---------- DATA TO USE ----------
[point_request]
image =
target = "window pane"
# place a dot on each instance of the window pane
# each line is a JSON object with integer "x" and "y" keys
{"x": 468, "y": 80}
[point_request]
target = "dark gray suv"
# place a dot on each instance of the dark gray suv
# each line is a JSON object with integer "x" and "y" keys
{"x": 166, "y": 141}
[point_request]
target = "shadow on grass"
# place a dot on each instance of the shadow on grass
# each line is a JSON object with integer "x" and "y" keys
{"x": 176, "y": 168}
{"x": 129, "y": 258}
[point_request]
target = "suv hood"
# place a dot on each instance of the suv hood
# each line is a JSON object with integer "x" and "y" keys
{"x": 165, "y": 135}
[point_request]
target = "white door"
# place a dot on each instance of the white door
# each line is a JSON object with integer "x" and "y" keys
----------
---------- DATA TO USE ----------
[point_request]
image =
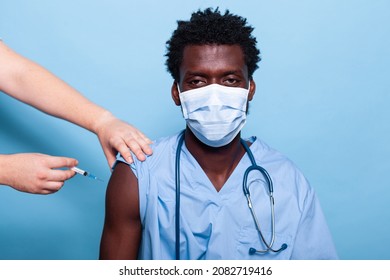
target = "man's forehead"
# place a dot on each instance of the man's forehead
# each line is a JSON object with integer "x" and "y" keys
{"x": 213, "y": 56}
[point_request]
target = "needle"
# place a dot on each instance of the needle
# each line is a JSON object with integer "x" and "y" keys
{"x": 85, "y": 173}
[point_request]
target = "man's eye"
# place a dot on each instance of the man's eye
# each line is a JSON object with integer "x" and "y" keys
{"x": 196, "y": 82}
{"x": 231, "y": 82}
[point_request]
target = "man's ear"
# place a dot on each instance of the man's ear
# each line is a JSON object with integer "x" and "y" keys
----------
---------- DATA TO USE ----------
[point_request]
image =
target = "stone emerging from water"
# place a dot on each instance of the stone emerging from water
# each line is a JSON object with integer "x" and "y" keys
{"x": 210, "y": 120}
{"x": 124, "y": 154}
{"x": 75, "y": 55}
----------
● INSTRUCTION: Copy every line of the records above that contains the string "needle".

● CORRECT OUTPUT:
target = "needle"
# place a dot on each instance of the needle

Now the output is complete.